• [来源]
□ □ □ □ □ □ □
【06】Spark的Rest Service

Job Server形式的rest service

https://github.com/ooyala/spark-jobserver

一、安装和启动jobserver

1、git clone spark-jobserver

2、进入该目录,敲sbt

  sbt安装见  http://www.scala-sbt.org/release/tutorial/Manual-Installation.html

3、re-start,在本机启动jobserver

re-start --- -XX:PermSize=512M

   web访问:localhost:8090


二、上传jar包

1、上传示例
sbt job-server-tests/package

curl --data-binary @job-server-tests/target/job-server-tests-0.3.1.jar localhost:8090/jars/test

curl localhost:8090/jars/

2、提交job
curl -d "input.string = a b c a b see" 'localhost:8090/jobs?appName=test&classPath=spark.jobserver.WordCountExample'

#返回
{
  "status": "STARTED",
  "result": {
    "jobId": "d56eadea-5a73-46f4-803e-418e6f5b990f",
    "context": "f6a1c9b7-spark.jobserver.WordCountExample"
□ □ □ □ □ □ □
• [任务材料]

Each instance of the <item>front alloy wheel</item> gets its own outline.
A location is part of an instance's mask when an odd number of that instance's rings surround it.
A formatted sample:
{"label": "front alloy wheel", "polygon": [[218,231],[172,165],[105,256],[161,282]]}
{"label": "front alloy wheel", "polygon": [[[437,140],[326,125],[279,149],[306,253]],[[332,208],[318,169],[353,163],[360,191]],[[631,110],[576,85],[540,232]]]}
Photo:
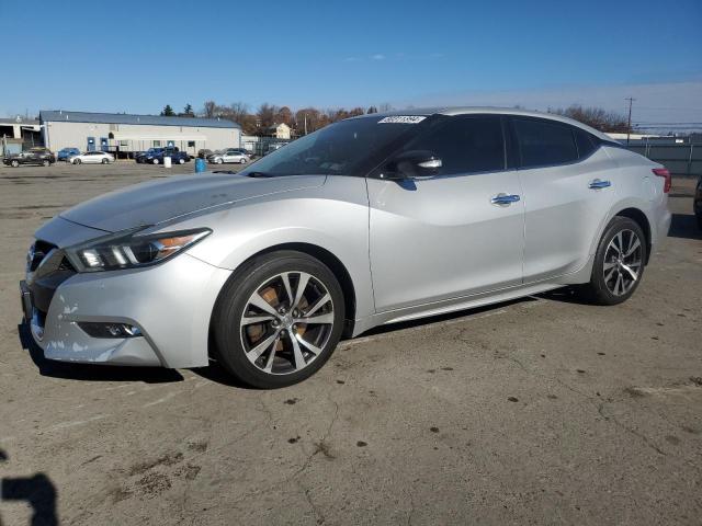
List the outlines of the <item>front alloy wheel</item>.
{"label": "front alloy wheel", "polygon": [[217,355],[248,385],[296,384],[329,358],[343,317],[341,288],[327,266],[299,252],[267,254],[223,289],[213,319]]}

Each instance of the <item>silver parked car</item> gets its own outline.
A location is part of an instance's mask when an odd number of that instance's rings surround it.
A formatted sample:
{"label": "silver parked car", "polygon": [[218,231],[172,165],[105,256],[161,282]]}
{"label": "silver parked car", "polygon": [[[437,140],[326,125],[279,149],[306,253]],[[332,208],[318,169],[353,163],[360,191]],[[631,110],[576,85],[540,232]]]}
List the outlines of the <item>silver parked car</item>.
{"label": "silver parked car", "polygon": [[350,118],[239,173],[174,176],[36,232],[22,282],[47,358],[200,367],[273,388],[342,335],[579,285],[629,298],[670,175],[574,121],[491,110]]}

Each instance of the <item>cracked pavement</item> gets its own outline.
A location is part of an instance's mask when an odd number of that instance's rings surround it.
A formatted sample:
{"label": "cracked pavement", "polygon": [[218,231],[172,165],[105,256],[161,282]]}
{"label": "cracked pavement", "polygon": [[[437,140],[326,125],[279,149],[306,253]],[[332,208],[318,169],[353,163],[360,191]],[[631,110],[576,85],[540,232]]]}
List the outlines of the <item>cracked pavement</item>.
{"label": "cracked pavement", "polygon": [[[386,327],[276,391],[216,367],[53,364],[23,348],[35,228],[166,173],[0,169],[0,524],[29,522],[30,502],[79,525],[700,524],[692,181],[673,180],[671,237],[622,306],[566,290]],[[16,480],[33,481],[25,494]]]}

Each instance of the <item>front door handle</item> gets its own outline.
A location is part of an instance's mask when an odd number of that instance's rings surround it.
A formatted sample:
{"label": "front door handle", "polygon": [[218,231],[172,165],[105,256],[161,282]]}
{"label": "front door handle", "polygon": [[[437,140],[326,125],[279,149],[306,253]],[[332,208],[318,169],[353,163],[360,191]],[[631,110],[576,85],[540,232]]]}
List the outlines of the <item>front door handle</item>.
{"label": "front door handle", "polygon": [[517,203],[519,201],[519,195],[516,194],[497,194],[495,197],[490,199],[490,203],[498,206],[509,206],[512,203]]}
{"label": "front door handle", "polygon": [[612,183],[610,181],[601,181],[599,179],[596,179],[593,181],[590,181],[590,190],[600,190],[600,188],[609,188],[612,185]]}

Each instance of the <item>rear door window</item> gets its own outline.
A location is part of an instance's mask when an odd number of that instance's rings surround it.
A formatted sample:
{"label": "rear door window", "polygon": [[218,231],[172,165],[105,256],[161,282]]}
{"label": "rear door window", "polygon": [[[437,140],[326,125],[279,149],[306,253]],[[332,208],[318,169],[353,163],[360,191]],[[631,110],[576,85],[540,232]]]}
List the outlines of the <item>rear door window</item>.
{"label": "rear door window", "polygon": [[575,134],[575,144],[578,147],[578,157],[580,159],[590,157],[597,150],[595,138],[585,129],[574,127],[573,133]]}
{"label": "rear door window", "polygon": [[539,118],[512,119],[521,168],[567,164],[578,160],[571,127]]}

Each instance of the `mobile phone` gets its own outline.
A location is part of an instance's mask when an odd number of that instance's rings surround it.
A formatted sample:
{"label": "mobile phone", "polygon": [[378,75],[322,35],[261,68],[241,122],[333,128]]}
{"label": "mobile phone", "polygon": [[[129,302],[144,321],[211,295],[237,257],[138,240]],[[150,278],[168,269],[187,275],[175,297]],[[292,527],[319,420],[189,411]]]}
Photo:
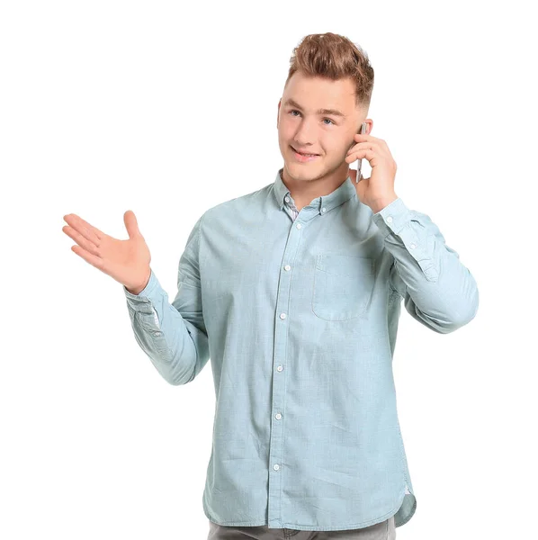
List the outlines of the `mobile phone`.
{"label": "mobile phone", "polygon": [[[361,130],[359,130],[359,133],[362,135],[363,133],[364,133],[364,131],[366,131],[366,122],[363,122],[363,125],[361,126]],[[361,178],[361,165],[363,163],[362,159],[358,160],[359,163],[357,164],[357,176],[355,178],[355,184],[359,183],[359,179]]]}

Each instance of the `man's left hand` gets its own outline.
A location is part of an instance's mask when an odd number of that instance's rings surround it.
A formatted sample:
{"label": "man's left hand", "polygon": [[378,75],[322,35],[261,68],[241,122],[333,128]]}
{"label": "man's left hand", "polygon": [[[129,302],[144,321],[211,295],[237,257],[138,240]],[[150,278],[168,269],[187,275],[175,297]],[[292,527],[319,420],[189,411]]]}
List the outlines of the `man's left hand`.
{"label": "man's left hand", "polygon": [[349,176],[357,190],[359,201],[376,213],[398,199],[394,191],[396,161],[382,139],[361,133],[355,133],[354,139],[357,144],[347,152],[345,161],[352,163],[355,159],[368,159],[372,174],[369,178],[364,178],[361,173],[358,184],[354,184],[357,176],[354,169],[349,170]]}

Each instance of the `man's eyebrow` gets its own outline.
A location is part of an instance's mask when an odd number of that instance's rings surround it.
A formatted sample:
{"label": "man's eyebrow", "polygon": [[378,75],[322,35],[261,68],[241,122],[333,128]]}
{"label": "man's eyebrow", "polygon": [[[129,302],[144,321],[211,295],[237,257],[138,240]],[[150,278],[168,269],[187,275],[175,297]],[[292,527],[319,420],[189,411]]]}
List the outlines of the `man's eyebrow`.
{"label": "man's eyebrow", "polygon": [[[284,106],[291,105],[291,107],[296,107],[297,109],[300,109],[302,111],[302,107],[291,98],[287,99],[284,102]],[[342,118],[345,118],[345,114],[337,111],[336,109],[319,109],[318,111],[318,114],[332,114],[333,116],[341,116]]]}

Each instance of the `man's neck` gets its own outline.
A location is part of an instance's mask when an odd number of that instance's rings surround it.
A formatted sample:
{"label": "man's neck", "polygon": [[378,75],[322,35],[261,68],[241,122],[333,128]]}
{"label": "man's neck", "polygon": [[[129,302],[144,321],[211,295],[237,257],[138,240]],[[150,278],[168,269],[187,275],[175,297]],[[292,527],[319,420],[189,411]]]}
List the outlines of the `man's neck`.
{"label": "man's neck", "polygon": [[[343,174],[345,175],[344,178],[342,178]],[[349,166],[346,166],[345,173],[334,174],[328,178],[319,178],[309,182],[293,182],[288,178],[285,168],[282,168],[280,174],[280,177],[284,185],[290,190],[290,194],[299,212],[318,197],[332,194],[347,180],[347,176],[349,176]]]}

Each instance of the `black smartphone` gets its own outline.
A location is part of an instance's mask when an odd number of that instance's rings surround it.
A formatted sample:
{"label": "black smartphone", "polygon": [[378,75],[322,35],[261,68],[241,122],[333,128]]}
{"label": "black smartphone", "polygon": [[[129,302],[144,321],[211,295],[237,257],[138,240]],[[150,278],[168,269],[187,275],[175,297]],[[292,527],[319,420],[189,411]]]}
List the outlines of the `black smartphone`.
{"label": "black smartphone", "polygon": [[[363,122],[363,125],[361,126],[361,129],[359,130],[359,133],[362,135],[365,131],[366,131],[366,122]],[[355,178],[355,184],[358,184],[359,180],[361,178],[361,164],[363,163],[363,160],[359,159],[358,161],[359,161],[359,163],[357,164],[357,177]]]}

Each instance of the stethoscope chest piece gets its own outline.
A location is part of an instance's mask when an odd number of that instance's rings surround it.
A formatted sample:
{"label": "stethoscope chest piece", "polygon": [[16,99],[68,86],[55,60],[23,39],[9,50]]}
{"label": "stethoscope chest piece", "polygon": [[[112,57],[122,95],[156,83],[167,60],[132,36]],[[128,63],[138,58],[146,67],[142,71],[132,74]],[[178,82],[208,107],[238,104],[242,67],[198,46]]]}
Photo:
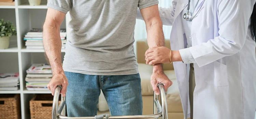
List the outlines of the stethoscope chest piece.
{"label": "stethoscope chest piece", "polygon": [[190,15],[190,13],[189,12],[187,12],[186,13],[184,14],[183,15],[183,18],[184,19],[185,19],[187,21],[191,21],[192,19],[191,19],[191,16]]}

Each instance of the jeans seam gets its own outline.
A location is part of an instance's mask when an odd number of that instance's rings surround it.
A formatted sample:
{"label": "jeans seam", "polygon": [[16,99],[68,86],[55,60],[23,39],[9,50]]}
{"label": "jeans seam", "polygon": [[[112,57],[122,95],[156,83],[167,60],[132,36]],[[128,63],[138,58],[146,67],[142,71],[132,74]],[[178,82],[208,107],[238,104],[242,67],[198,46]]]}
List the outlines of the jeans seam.
{"label": "jeans seam", "polygon": [[110,105],[110,102],[109,102],[109,98],[108,97],[108,96],[106,94],[105,92],[105,91],[103,90],[102,90],[103,93],[105,94],[105,96],[106,97],[106,99],[108,101],[108,103],[109,104],[109,109],[110,112],[110,114],[111,114],[111,115],[113,115],[113,114],[112,112],[112,108],[111,108],[111,106]]}
{"label": "jeans seam", "polygon": [[104,86],[106,85],[106,84],[107,84],[109,82],[109,80],[108,80],[108,76],[106,76],[106,79],[105,79],[105,80],[107,80],[107,81],[106,81],[106,82],[105,82],[105,83],[104,83],[103,84],[103,85],[101,86]]}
□ □ □ □ □ □ □
• [本题任务]
1. 请更新任务材料里的这些行：从材料的第一行开始，到含有"List the outlines of the <item>front alloy"的那一行为止，两端都算在内。把其中的"formatted sample"改成"formatted example"，其余内容不动，答案里不要放图片。
2. 请接着那篇讲 Spark Job Server 的来源文本往下写，从它停下的地方续起。

• [任务答案]
1.
Each instance of the <item>front alloy wheel</item> gets its own outline.
A location is part of an instance's mask when an odd number of that instance's rings surround it.
A formatted example:
{"label": "front alloy wheel", "polygon": [[218,231],[172,165],[105,256],[161,282]]}
{"label": "front alloy wheel", "polygon": [[[437,140],[326,125],[279,149],[306,253]],[[332,208],[318,169],[353,163],[360,191]],[[631,110],[576,85],[540,232]]]}
Photo:
List the outlines of the <item>front alloy wheel</item>.

2.
  }

3、查看结果
curl localhost:8090/jobs/d56eadea-5a73-46f4-803e-418e6f5b990f


三、预先启动Context

curl -d "" 'localhost:8090/contexts/test-context?num-cpu-cores=4&mem-per-node=512m'

(1)配置文件配置
~/app/spark-jobserver/config# vim local.conf.template

(2)url参数配置
POST	/contexts/my-new-context?num-cpu-cores=10


四、部署

1、复制config/local.sh.template到environment.sh ,并且设置相关参数。 

~/app/spark-jobserver/config# cp local.sh.template ~/app/spark-jobserver-src/bin/config/cfg.sh
~/app/spark-jobserver-src/bin# ./server_deploy.sh cfg

   cfg.sh

DEPLOY_HOSTS="192.168.2.215"

APP_USER=root
APP_GROUP=root
INSTALL_DIR=/root/app/spark-job-server
LOG_DIR=/var/log/job-server
SPARK_HOME=/root/app/spark-1.0.0-bin-hadoop2

2、运行bin/server_deploy.sh  ,将打好包后与相关配置一起放到指定服务器的目录 

  出现Error during sbt execution: java.lang.OutOfMemoryError: PermGen space

~/app/spark-jobserver-src/bin# cat /bin/sbt
SBT_OPTS="-Xms512M -Xmx1536M -Xss1M -XX:+CMSClassUnloadingEnabled -XX:MaxPermSize=512m"
java $SBT_OPTS -jar `dirname $0`/sbt-launch.jar "$@"
~/app/spark-jobserver-src/bin# vim /bin/sbt

3、进入服务器指定目录,运行server_start.sh

  deploy可能有问题,需要把config下的local.conf.template 放到 server的spark-job-server目录下,改名为local.conf,另外,把cfg.sh 拷贝到 spark-job-server目录下 改名为 settings.sh


五、创建JobServer工程

(1)创建sbt项目

   新建目录JobServer,建立build.sbt,内容如下

name := "job server demo"

version := "1.0"

scalaVersion := "2.10.4"

resolvers += "Ooyala Bintray" at "http://dl.bintray.com/ooyala/maven"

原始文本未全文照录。